▸ TASK TO COMPLETE: Can you express the material below as a numbered list, one entry per line, with the blank lines left out? Keep the pictures out of your answer.

▸ PROVIDED MATERIAL:
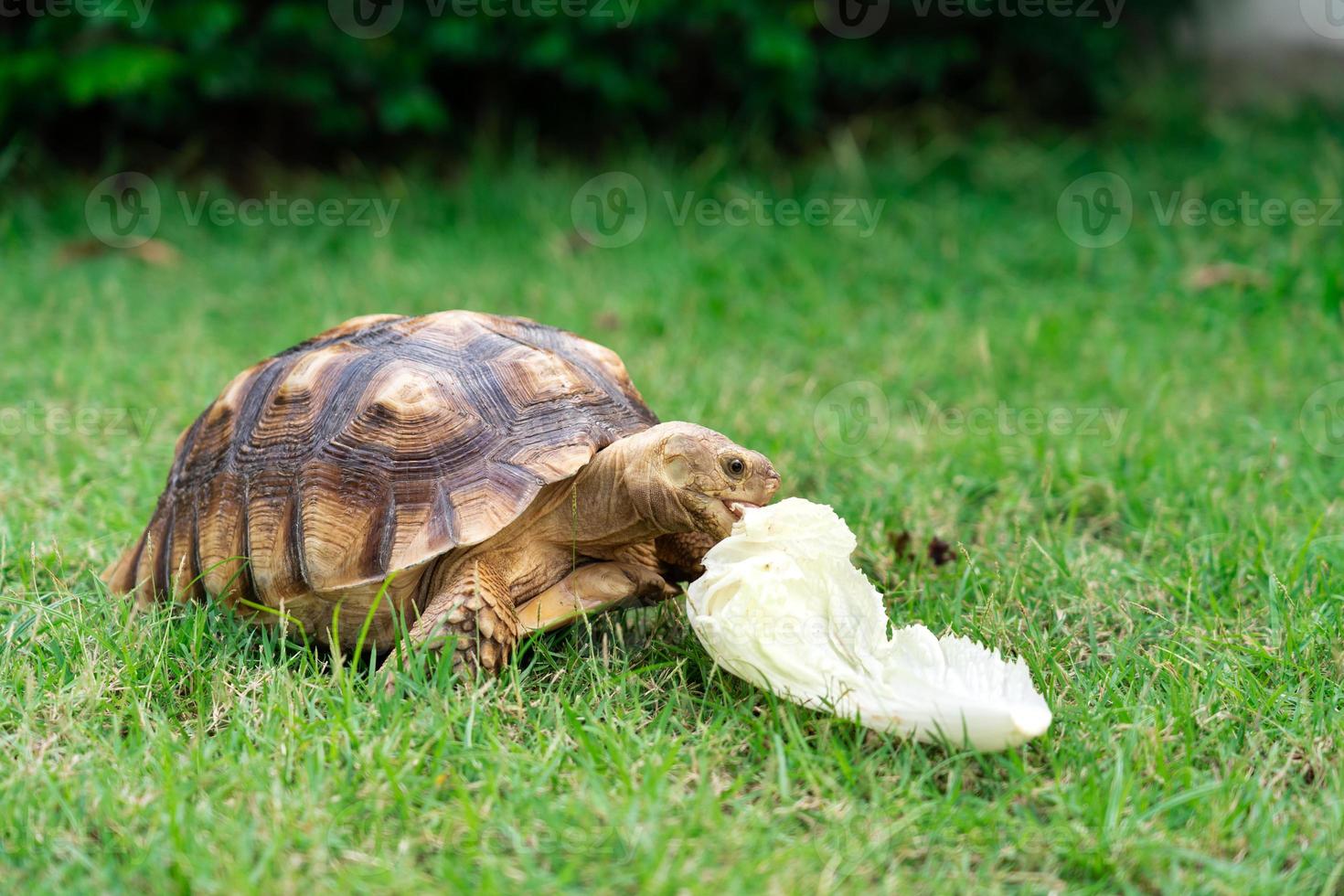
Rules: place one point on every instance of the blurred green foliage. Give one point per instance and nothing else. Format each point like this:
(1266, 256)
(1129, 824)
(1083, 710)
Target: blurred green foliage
(283, 73)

▸ ANSWER FOR THIS EXERCISE:
1. Rules: place one point on every instance of the blurred green foliage. Give one point per instance and nothing else. Format each point like this:
2. (1266, 256)
3. (1129, 824)
4. (1083, 710)
5. Target: blurred green foliage
6. (283, 73)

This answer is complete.